* [Exercise]:
Please count how many lines below contain the string "Target", treating uppercase and lowercase letters as different. Reply with the number alone.

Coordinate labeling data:

▬▬▬

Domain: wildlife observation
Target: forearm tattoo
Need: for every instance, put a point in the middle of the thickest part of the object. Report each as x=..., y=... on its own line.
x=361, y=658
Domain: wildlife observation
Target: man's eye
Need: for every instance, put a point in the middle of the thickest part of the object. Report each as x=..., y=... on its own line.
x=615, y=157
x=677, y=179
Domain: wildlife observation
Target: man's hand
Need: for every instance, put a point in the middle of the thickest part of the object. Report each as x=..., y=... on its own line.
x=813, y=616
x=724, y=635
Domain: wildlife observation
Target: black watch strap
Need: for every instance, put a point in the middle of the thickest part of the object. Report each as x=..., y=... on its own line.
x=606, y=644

▬▬▬

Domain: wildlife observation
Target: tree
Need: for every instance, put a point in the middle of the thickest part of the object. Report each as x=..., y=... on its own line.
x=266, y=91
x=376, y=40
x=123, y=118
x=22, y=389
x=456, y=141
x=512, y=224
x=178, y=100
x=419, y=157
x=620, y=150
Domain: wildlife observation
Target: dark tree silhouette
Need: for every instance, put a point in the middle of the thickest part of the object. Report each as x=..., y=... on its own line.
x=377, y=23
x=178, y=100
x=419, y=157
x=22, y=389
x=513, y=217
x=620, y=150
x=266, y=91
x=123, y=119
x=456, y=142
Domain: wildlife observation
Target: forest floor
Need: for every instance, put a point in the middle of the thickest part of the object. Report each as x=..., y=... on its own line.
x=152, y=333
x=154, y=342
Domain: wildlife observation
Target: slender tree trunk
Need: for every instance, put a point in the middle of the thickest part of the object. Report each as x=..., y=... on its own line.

▬▬▬

* [Solution]:
8